■ WHAT YOU NEED TO DO: The listing is to be printed in full, exactly as given.

......

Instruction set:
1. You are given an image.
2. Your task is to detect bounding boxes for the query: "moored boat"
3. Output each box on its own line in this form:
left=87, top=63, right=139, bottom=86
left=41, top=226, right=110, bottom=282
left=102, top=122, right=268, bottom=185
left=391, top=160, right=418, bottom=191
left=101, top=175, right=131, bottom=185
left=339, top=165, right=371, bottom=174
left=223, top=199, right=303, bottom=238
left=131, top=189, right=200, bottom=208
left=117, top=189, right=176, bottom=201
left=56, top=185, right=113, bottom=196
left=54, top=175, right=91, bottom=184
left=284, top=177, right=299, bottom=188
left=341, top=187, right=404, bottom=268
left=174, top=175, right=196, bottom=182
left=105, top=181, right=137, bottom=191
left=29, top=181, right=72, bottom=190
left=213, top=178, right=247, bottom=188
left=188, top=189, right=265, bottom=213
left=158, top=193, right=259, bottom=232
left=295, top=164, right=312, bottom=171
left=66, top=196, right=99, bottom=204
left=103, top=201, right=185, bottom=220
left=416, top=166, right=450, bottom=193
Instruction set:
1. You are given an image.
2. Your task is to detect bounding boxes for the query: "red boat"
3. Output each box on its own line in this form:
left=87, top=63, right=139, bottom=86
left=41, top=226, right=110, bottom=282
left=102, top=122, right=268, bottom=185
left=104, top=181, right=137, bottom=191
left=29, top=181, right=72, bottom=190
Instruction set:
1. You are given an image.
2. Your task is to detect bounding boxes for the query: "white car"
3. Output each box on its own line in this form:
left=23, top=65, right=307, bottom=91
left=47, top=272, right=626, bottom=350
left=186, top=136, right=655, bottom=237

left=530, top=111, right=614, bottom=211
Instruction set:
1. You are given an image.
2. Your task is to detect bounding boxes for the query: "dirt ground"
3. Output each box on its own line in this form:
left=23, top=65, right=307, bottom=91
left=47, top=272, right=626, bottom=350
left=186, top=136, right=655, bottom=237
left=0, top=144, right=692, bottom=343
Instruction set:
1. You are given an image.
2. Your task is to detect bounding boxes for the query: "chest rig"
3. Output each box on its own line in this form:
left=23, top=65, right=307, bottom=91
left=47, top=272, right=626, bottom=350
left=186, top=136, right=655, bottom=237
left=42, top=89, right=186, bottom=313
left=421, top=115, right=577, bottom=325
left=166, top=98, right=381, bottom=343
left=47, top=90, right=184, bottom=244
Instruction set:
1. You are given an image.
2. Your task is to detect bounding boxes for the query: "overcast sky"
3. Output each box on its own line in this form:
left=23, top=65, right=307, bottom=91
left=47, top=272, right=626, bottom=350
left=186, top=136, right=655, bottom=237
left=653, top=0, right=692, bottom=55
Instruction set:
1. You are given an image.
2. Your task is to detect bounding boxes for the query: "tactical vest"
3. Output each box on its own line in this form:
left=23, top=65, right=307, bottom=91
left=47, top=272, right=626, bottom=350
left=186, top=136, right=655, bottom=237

......

■ TASK OUTPUT:
Instruction set:
1. You are given an image.
2. Your task is to detect bounding boxes for the query: "moored boat"
3. Output each box on its own line in this form:
left=87, top=63, right=139, bottom=86
left=41, top=226, right=110, bottom=282
left=102, top=122, right=268, bottom=185
left=391, top=160, right=418, bottom=191
left=101, top=175, right=131, bottom=185
left=339, top=165, right=371, bottom=174
left=223, top=199, right=303, bottom=238
left=131, top=189, right=200, bottom=208
left=117, top=189, right=176, bottom=201
left=56, top=185, right=113, bottom=196
left=54, top=175, right=91, bottom=184
left=284, top=177, right=299, bottom=188
left=341, top=187, right=404, bottom=268
left=174, top=175, right=196, bottom=182
left=105, top=181, right=137, bottom=191
left=29, top=181, right=72, bottom=190
left=213, top=178, right=247, bottom=188
left=188, top=189, right=265, bottom=213
left=158, top=193, right=259, bottom=232
left=295, top=164, right=312, bottom=171
left=66, top=196, right=99, bottom=204
left=103, top=201, right=185, bottom=220
left=416, top=166, right=450, bottom=193
Instruction set:
1. You are given an image.
2. Your task is to detect bounding boxes for the query: "red boat"
3. Output each box on its own line in this form:
left=87, top=63, right=139, bottom=86
left=41, top=226, right=110, bottom=282
left=102, top=122, right=268, bottom=185
left=104, top=181, right=137, bottom=191
left=29, top=181, right=72, bottom=190
Instruction set:
1. You are given an image.
2. Your task is to detect bounding boxes for the query: "white car"
3. Output each box on its own line in this form:
left=23, top=65, right=307, bottom=91
left=47, top=272, right=626, bottom=350
left=186, top=136, right=655, bottom=237

left=530, top=111, right=614, bottom=211
Instruction set:
1. You are given an image.
2. Your task is to detect bounding boxes for the query: "dirt ground"
3. Output each box on its own line in this form:
left=23, top=65, right=307, bottom=91
left=47, top=272, right=626, bottom=350
left=186, top=136, right=655, bottom=237
left=0, top=144, right=692, bottom=343
Instruction set:
1. You are given an image.
2. Your task is to detect bounding boxes for the query: "chest rig"
3. Output each box on its own line in this form:
left=23, top=65, right=307, bottom=91
left=47, top=272, right=626, bottom=350
left=186, top=136, right=655, bottom=237
left=42, top=89, right=186, bottom=313
left=421, top=115, right=577, bottom=325
left=166, top=98, right=381, bottom=343
left=47, top=90, right=184, bottom=244
Instruction set:
1. You are given an image.
2. Your task is to detect bounding boxes for the query: "overcast sky"
3. Output each box on its own line in this form:
left=23, top=65, right=307, bottom=91
left=47, top=272, right=626, bottom=350
left=186, top=136, right=655, bottom=237
left=653, top=0, right=692, bottom=55
Instruction set:
1. You are given an image.
2. Your task is to detect bounding boxes for the query: "tactical vest"
3. Output each box on its own line in this form:
left=23, top=65, right=307, bottom=91
left=47, top=272, right=626, bottom=350
left=186, top=136, right=655, bottom=237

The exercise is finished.